-- EXERCISE REQUIREMENTS --
Exactly the lines from the one containing "Q: Point to one spot on each instance of the yellow" through the final line of the listing are to be retyped, and nothing more.

>>

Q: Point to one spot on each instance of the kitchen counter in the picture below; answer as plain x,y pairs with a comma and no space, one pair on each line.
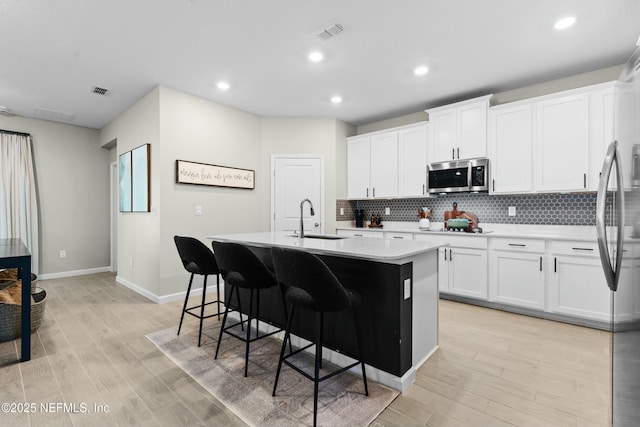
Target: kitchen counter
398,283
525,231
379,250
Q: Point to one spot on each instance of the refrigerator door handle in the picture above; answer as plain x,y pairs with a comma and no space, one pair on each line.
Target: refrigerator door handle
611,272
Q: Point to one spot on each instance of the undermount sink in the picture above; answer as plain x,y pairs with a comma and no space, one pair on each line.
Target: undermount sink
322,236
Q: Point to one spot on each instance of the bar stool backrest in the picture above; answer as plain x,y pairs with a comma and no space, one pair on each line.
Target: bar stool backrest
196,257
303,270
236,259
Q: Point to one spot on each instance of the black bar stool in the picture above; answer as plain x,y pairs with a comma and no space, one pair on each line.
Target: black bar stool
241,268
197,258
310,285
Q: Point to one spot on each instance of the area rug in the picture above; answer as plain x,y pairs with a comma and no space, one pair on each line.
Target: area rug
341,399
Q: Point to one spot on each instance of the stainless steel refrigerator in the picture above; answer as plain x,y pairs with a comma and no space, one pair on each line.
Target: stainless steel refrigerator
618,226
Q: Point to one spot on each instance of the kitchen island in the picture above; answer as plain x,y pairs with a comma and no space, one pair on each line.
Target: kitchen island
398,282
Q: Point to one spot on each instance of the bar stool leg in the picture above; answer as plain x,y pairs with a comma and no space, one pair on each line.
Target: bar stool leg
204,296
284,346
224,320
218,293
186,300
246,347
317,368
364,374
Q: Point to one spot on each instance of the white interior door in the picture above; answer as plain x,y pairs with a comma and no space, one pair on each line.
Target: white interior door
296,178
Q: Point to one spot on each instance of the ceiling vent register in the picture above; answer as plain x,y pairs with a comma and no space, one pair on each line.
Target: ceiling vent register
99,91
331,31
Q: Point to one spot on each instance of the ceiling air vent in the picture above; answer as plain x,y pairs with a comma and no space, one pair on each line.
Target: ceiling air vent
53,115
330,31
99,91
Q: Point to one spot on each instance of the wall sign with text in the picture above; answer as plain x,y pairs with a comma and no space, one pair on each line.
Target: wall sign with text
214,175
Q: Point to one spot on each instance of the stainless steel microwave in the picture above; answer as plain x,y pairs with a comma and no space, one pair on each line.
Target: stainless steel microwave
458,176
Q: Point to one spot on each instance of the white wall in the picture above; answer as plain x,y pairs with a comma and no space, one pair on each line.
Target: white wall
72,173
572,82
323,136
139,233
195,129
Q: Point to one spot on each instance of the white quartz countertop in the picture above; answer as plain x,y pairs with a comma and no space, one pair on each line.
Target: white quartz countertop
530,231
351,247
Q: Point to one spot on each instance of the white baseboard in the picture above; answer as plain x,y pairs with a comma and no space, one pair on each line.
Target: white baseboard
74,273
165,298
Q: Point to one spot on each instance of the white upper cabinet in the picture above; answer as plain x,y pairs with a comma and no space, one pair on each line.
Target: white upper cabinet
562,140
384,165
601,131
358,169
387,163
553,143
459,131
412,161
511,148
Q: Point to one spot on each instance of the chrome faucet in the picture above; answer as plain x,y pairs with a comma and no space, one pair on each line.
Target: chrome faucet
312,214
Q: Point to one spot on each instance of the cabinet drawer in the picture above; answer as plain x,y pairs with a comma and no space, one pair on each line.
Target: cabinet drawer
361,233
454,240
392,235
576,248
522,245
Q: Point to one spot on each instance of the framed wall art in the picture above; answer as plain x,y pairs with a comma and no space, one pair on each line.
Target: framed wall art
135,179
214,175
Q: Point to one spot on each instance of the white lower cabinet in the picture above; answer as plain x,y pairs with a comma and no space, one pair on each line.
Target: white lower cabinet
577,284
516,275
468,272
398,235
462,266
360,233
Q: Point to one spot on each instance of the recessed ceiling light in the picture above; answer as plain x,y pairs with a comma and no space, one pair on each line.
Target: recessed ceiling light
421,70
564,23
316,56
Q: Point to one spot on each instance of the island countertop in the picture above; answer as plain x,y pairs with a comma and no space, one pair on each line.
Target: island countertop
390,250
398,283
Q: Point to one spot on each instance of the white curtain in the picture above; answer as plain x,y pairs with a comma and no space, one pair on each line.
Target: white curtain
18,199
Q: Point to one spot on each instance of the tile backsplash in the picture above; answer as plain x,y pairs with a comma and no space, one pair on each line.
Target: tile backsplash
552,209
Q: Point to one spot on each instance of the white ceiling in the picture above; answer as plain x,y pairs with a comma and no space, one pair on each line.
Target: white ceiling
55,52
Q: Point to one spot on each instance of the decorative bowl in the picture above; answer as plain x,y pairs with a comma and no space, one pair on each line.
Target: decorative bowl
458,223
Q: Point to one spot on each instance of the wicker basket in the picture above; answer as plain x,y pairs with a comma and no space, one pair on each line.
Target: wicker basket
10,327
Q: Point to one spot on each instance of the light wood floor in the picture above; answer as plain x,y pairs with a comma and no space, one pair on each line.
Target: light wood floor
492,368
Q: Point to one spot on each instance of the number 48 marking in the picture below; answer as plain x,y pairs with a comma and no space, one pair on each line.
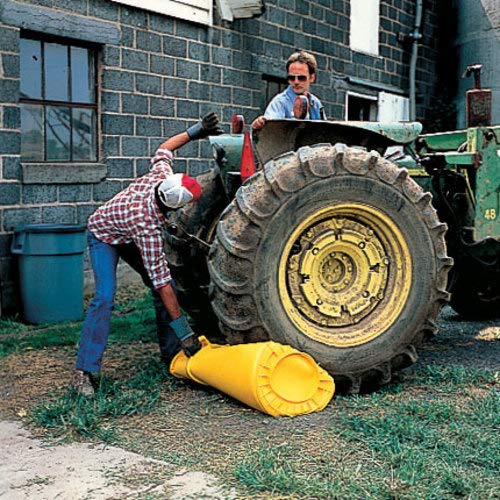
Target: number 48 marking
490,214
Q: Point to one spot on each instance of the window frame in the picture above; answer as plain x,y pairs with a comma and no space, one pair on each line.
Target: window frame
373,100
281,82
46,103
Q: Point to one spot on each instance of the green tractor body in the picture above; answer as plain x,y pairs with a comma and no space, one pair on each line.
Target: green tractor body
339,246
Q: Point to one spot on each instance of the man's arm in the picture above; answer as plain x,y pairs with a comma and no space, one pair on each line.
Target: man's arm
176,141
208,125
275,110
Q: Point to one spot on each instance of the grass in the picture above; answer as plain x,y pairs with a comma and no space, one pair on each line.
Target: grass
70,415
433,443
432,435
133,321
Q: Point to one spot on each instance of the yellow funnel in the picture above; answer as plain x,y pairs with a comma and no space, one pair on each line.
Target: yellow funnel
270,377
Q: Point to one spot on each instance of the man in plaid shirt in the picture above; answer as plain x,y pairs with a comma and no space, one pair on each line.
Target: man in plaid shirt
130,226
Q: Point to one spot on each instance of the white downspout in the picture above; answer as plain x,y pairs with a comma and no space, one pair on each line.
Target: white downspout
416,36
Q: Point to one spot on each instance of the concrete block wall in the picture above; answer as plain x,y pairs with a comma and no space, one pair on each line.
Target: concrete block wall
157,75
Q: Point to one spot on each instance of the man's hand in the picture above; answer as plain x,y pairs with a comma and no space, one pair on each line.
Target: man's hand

<<

-- WORKED ANSWER --
Q: Point to one spot on each instance of the yellow funnel in the picture above; answer as plain x,y pairs with a comma and no space, one pair on each line.
Target: yellow funnel
270,377
Q: Point to one spot on each instance of the man in plaid shirt in the picture above; answer as plain x,y pairs with a comma and no space, one pair on each line.
Target: man in plaid shirt
130,226
Q: Point to one spot on each instance of the white downspout in the picture above; answer as plain x,y pairs with a comma and no space, one pair on each line.
Target: white downspout
416,36
Q: Point to one spot on each instance of the concrete block wall in the picture above; answer as plain x,y pairs with a comma and no space, one pair on each line.
Target: concrete block wall
157,75
Q: Point to one spot on each instance of the man's hand in the picture above; answer as plain x,y pairs with a comma and no space, one pair on each line.
Target: man's hand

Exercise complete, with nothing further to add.